Testo »

Anche da altre fonti, come ad esempio la mitologia norrena o quella greca, ci viene offerta una visione piuttosto univoca dei Giganti: degli esseri primigeni e primordiali, dalla natura caotica, incarnazione delle forze della natura, cui si opponeva il pantheon delle divinità vigenti che rappresentavano l’ordine, la civiltà, la razionalità. La sconfitta e la sottomissione di queste prime creature ad opera delle seconde forniva una spiegazione di come si era giunti alla situazione attuale: dal kaos al kosmos.

Nella mitologia nordica i Giganti sono fra le figure predominanti, a partire dalla stessa cosmogonia. Essi infatti esistono da prima del mondo, che ebbe origine proprio dal corpo di un gigante, Ymir. Durante il suo primo sonno, un figlio ed una figlia Giganti crebbero sotto le sue ascelle, i due si accoppiarono e diedero vita ad un mostro con sei teste. Questi tre esseri diedero vita alla razza degli Hrímþursar ‒ “Giganti della brina” o “Giganti del ghiaccio” ‒ che popolarono Jǫtunheimr, il mondo delle nebbie, freddo e ghiacciato. Quando il Gigante Ymir venne ucciso da Odino, assieme ai suoi fratelli Víli e Vé, il suo sangue ‒ cioè l’acqua ‒ inondò Jǫtunheimr ed uccise tutti i Giganti, eccetto per uno conosciuto come Bergelmir e la sua sposa, che ripopolarono il loro genere.

Come accennavamo, la sconfitta dei Giganti per mano degli dei rappresenta il trionfo della cultura sulla natura, sebbene al costo di una continua vigilanza: il dio Heimdallr sta perpetuamente di guardia sul ponte Bifrǫst che porta da Ásgarðr a Jǫtunheimr e Thor spesso rende visita al mondo dei Giganti per ucciderne quanti più gliene è possibile; come mostra il primo film di “Thor” della saga Marvel.

Nella mitologia greca, i Giganti erano esseri immortali come le divinità, e come ricorda il poeta Esiodo nella “Teogonia”, erano i figli di Urano (Ουρανός) e Gea (Γαία), ovvero, del cielo e della terra, nati in modo alquanto creativo e splatter: Crono, titano ultimogenito di Gea e di Urano, riesce con l’aiuto della madre a spodestare il padre, che teneva prigionieri tutti i suoi figli nel Tartaro ‒ una voragine infernale al centro della Terra ‒ e gli recide con una falce i genitali. Dal sangue di Urano, che feconda Gea, nascono i Giganti, esseri grandissimi per metà umani e per metà serpenti (secondo alcuni dalla vita in giù o, secondo altri, con le gambe rivestite di squame). L’aspetto di serpente, come per altre creature mostruose del mito antico, è sempre simbolo del mondo ctonio, sotterraneo e misterioso, spesso identificato con le forze del male, opposte al mondo celeste e olimpico.

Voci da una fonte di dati
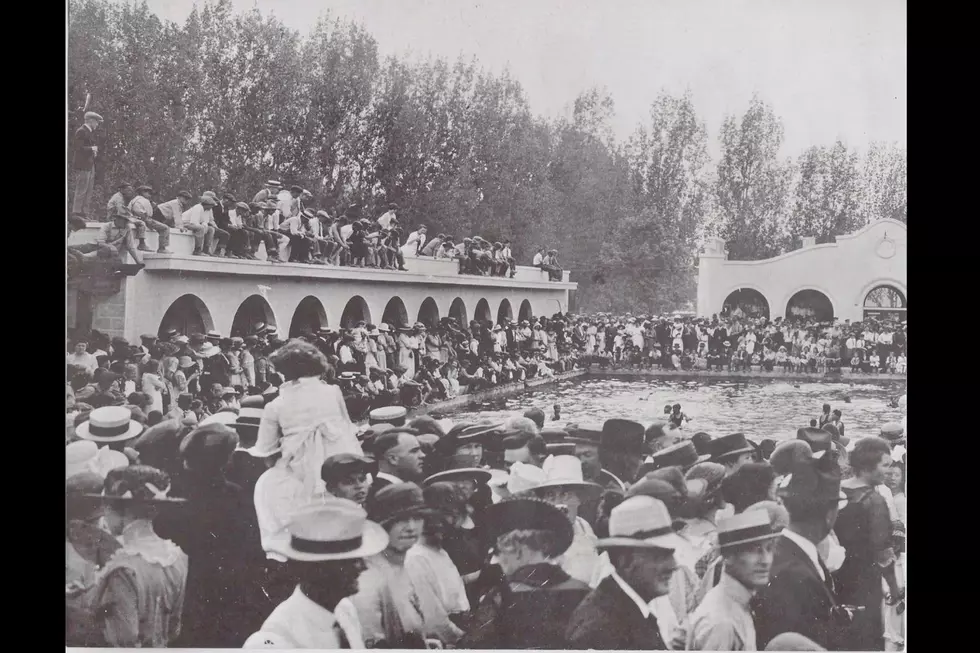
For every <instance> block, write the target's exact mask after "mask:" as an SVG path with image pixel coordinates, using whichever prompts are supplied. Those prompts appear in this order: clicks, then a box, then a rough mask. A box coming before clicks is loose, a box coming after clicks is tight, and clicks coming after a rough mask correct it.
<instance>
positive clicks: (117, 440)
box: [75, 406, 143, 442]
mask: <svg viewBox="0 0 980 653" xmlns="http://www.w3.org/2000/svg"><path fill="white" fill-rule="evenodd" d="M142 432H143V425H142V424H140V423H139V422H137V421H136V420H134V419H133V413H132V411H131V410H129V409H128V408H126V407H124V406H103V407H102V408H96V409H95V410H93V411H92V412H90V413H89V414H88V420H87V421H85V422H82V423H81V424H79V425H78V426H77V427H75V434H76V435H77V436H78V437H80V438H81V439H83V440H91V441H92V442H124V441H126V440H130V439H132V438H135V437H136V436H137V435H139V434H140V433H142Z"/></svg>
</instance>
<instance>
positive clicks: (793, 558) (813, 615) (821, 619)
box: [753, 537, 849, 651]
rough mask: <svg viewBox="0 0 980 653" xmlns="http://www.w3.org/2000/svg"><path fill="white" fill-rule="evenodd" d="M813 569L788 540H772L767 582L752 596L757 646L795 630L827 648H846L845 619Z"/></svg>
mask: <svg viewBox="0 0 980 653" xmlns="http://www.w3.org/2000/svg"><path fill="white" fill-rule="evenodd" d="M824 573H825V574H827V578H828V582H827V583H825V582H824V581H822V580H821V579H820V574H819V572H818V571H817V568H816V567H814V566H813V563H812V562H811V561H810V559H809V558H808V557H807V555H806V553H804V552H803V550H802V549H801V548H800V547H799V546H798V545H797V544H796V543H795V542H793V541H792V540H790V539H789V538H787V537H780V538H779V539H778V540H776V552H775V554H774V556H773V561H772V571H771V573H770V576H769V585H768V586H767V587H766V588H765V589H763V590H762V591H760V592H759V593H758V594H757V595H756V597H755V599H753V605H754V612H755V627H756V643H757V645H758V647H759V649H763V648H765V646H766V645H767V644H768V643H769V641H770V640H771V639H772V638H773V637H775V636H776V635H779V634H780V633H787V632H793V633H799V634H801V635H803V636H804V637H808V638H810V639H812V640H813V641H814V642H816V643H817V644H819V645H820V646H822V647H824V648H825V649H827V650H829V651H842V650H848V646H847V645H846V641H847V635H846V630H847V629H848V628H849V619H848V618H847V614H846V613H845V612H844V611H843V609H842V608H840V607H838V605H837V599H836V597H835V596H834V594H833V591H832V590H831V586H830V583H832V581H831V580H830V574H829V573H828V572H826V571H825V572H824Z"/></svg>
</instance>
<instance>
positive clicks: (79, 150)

Compito A » Cita il brano del testo sui Giganti che va da "Nella mitologia nordica" fino a "il loro genere." incluso.
Compito B » Nel testo sui Giganti, chi uccise il gigante Ymir insieme a Odino?
Compito C » Spiega in una o due frasi perché, secondo il testo sui Giganti, quasi tutti i Giganti di Jǫtunheimr morirono.
Le voci provengono da un'altra fonte.

Risposta scritta A »
Nella mitologia nordica i Giganti sono fra le figure predominanti, a partire dalla stessa cosmogonia. Essi infatti esistono da prima del mondo, che ebbe origine proprio dal corpo di un gigante, Ymir. Durante il suo primo sonno, un figlio ed una figlia Giganti crebbero sotto le sue ascelle, i due si accoppiarono e diedero vita ad un mostro con sei teste. Questi tre esseri diedero vita alla razza degli Hrímþursar ‒ “Giganti della brina” o “Giganti del ghiaccio” ‒ che popolarono Jǫtunheimr, il mondo delle nebbie, freddo e ghiacciato. Quando il Gigante Ymir venne ucciso da Odino, assieme ai suoi fratelli Víli e Vé, il suo sangue ‒ cioè l’acqua ‒ inondò Jǫtunheimr ed uccise tutti i Giganti, eccetto per uno conosciuto come Bergelmir e la sua sposa, che ripopolarono il loro genere.

Risposta scritta B » I suoi fratelli Víli e Vé.

Risposta scritta C » Odino e i suoi fratelli uccisero Ymir, e il suo sangue, cioè l'acqua, inondò Jǫtunheimr uccidendo tutti i Giganti. Si salvarono soltanto Bergelmir e la sua sposa, che ripopolarono la loro stirpe.